● Prompt: Output only the lines below that start at the line containing "outline --target=green lawn" and end at the line containing "Mark the region of every instance of the green", with both ends kept.

● The data:
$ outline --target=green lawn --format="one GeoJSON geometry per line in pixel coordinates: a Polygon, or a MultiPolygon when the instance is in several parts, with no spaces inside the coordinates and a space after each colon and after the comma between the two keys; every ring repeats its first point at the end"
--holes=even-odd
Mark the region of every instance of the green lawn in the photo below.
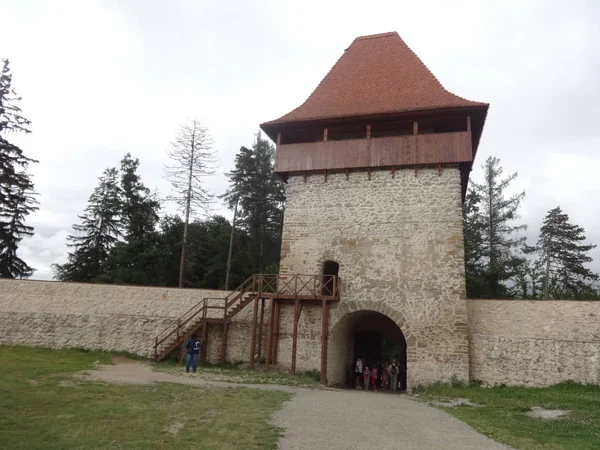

...

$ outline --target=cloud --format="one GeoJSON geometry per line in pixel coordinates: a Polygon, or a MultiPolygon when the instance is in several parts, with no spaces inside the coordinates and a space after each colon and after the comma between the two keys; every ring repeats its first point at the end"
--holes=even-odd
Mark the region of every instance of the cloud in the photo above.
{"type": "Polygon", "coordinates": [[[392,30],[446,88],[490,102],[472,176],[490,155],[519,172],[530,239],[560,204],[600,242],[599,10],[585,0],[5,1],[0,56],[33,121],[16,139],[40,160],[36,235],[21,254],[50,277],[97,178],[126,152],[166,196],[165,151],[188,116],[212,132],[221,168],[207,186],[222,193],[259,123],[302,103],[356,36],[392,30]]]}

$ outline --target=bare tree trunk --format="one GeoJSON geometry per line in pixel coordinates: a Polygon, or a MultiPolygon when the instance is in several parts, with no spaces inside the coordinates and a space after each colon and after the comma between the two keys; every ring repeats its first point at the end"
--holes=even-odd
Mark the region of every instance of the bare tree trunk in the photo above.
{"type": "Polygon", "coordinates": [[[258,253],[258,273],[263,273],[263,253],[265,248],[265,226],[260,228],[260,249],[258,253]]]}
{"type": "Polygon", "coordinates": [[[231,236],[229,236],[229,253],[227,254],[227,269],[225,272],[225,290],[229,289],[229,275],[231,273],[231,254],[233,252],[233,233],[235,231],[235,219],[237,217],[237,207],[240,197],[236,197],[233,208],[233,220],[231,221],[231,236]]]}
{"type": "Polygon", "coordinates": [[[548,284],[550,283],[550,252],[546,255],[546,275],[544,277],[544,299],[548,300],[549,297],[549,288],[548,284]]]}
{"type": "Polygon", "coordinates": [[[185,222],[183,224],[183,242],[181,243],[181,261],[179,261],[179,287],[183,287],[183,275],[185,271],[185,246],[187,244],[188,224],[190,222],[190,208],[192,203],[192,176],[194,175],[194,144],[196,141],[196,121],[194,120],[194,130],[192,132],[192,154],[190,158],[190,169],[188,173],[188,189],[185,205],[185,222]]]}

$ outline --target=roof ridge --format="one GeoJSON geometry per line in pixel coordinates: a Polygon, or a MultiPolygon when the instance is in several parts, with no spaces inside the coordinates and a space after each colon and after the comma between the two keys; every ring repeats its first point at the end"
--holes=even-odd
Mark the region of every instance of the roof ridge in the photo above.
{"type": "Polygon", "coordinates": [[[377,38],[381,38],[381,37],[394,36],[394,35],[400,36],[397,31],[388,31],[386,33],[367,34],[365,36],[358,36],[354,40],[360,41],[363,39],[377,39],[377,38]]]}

* * *

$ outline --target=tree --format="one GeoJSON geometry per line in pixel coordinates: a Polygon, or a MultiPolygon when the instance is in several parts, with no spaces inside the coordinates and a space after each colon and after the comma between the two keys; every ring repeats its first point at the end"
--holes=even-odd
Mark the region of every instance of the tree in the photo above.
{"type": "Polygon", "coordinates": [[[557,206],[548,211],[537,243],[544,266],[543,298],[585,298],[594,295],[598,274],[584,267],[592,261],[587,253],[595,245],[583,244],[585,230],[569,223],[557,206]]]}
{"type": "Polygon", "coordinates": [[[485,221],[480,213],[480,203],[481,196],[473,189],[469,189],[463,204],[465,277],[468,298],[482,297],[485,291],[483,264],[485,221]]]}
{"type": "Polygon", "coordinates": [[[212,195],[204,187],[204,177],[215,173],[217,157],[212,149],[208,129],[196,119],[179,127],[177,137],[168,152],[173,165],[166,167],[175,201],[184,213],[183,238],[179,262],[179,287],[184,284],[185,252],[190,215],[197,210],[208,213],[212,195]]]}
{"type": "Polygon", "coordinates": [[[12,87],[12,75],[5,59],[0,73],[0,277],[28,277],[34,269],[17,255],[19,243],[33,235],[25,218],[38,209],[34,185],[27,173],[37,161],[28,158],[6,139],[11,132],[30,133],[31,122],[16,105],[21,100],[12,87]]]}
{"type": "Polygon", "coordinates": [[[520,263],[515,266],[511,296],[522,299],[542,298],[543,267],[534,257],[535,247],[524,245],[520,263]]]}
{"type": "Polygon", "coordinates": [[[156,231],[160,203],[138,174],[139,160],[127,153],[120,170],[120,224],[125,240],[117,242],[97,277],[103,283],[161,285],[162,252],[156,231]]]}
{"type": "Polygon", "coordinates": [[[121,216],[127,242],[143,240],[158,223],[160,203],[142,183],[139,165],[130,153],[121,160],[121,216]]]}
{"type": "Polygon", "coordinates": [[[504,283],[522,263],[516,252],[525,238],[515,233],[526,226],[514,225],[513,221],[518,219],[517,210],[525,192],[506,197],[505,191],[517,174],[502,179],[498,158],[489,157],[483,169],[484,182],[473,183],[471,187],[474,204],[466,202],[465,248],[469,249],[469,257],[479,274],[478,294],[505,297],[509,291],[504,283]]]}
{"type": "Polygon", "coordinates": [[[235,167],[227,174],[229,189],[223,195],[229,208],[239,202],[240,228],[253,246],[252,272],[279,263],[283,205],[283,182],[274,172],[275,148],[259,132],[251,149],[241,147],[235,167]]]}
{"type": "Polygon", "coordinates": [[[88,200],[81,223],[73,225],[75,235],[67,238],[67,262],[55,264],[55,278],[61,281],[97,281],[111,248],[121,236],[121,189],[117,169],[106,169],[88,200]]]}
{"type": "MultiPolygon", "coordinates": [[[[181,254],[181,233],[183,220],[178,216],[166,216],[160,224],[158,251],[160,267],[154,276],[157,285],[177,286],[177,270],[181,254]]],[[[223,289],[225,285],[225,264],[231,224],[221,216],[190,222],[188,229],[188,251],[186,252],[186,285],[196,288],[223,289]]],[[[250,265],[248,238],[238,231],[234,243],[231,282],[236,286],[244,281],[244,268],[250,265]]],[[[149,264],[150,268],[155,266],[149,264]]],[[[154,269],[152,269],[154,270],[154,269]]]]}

● Result of the exercise:
$ outline --target=green lawn --format="one GeoJSON geometry per line in pixel coordinates: a Polygon, or a MultiPolygon when the instance is in several parts, with no spaces inside the coordinates and a space after each colon and after the comma between the two keys; every ring repeats its first point at the end"
--holes=even-odd
Mark the region of every instance of the green lawn in the photo below.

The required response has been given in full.